Vous parlez ensuite des stock options réalisables à court terme. Je vous ai dit très clairement mon opposition à cette pratique. La philosophie des stock options est une bonne chose, mais il est important que l’on ne puisse pas les manipuler. Le régime fiscal existant évite cette tentation, d’autant qu’en pratique, les entreprises bien gérées interdisent la levée des stock options avant quatre ans.

La question m’a également été posée de savoir si les membres du conseil de surveillance n’étaient pas déjà des censeurs. Ma réponse est non. Je suis président du conseil de surveillance d’axa, qui approuve la stratégie et les grandes décisions ; le conseil est donc totalement impliqué dans la définition de la stratégie. Il participe à la direction de l’entreprise. Il me semble donc que l’on a tout intérêt à séparer l’audit, afin qu’il soit réellement indépendant. Mais, là encore, tout dépend de l’attitude des actionnaires. Si, à l’assemblée générale, ils ne font pas leur métier, les entreprises ne seront pas réellement contrôlées.

[Entrées de données recueillies]
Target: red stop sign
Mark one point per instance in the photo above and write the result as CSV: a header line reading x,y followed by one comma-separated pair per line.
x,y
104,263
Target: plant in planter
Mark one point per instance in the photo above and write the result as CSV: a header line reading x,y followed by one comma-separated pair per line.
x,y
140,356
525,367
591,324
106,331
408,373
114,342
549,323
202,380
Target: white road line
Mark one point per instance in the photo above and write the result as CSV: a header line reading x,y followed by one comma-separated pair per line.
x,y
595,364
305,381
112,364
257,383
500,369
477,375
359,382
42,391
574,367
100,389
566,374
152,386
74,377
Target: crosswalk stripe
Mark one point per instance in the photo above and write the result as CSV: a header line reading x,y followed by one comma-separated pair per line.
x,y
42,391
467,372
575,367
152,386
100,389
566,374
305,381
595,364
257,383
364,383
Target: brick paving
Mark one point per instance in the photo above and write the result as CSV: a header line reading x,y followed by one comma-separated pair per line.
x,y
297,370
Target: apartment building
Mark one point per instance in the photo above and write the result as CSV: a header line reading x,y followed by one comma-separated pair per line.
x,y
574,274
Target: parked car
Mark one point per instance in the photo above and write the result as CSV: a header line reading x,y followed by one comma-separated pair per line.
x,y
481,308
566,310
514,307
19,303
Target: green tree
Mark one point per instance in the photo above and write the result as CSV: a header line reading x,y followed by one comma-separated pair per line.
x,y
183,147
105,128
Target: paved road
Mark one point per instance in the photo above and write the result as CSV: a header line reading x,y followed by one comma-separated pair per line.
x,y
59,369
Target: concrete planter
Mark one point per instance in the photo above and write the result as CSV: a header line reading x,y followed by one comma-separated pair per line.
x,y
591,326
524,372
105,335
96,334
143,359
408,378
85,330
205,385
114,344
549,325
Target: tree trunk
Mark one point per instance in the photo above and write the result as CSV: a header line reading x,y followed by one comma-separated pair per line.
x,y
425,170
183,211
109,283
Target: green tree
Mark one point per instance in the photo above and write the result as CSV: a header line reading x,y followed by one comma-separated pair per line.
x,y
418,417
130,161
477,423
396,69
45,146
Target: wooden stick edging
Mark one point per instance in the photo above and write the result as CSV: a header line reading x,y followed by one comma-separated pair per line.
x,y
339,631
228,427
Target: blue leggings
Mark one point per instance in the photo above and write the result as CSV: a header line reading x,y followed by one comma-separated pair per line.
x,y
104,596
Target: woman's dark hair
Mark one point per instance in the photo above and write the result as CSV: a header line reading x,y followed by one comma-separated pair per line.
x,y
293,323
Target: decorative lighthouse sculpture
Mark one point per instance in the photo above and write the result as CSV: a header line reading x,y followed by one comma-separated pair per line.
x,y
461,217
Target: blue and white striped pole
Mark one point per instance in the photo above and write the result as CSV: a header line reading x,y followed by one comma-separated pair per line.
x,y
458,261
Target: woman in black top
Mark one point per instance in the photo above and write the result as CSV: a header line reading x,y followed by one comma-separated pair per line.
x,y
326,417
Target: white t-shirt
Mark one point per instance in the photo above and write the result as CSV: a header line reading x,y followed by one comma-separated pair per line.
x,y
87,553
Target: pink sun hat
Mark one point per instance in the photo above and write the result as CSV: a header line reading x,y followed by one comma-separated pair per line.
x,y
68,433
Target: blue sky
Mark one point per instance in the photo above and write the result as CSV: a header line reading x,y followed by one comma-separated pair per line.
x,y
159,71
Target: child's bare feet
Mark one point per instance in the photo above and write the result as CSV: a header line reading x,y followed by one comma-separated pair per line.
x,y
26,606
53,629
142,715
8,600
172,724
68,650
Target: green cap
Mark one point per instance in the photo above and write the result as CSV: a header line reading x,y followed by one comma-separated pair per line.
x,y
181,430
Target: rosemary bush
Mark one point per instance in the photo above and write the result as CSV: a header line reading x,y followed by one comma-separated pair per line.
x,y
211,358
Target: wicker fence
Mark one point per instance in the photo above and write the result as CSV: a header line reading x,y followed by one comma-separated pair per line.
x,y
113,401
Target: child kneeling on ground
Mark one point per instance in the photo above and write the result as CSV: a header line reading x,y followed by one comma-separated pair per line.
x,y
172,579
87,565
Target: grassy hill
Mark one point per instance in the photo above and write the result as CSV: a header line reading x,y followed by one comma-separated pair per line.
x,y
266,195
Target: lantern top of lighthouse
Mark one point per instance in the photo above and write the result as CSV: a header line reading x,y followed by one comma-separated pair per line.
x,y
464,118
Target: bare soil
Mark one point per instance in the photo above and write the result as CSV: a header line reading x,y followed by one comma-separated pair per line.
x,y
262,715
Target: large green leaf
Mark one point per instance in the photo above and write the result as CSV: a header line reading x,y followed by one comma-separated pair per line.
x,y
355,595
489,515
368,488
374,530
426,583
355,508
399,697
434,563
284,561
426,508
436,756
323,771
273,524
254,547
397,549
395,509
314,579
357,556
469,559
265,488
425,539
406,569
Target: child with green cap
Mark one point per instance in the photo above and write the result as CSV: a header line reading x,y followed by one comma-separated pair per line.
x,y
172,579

Exercices à faire:
1. Recopiez le passage de l'extrait à examiner allant de « La question m’a » jusqu'à « pas réellement contrôlées. ».
2. D'après l'extrait à examiner, avant combien d'années les entreprises bien gérées interdisent-elles la levée des stock options ?
Les entrées n'interviennent pas dans cet exercice.

Vos réponses:
1.
La question m’a également été posée de savoir si les membres du conseil de surveillance n’étaient pas déjà des censeurs. Ma réponse est non. Je suis président du conseil de surveillance d’axa, qui approuve la stratégie et les grandes décisions ; le conseil est donc totalement impliqué dans la définition de la stratégie. Il participe à la direction de l’entreprise. Il me semble donc que l’on a tout intérêt à séparer l’audit, afin qu’il soit réellement indépendant. Mais, là encore, tout dépend de l’attitude des actionnaires. Si, à l’assemblée générale, ils ne font pas leur métier, les entreprises ne seront pas réellement contrôlées.

2. Avant quatre ans.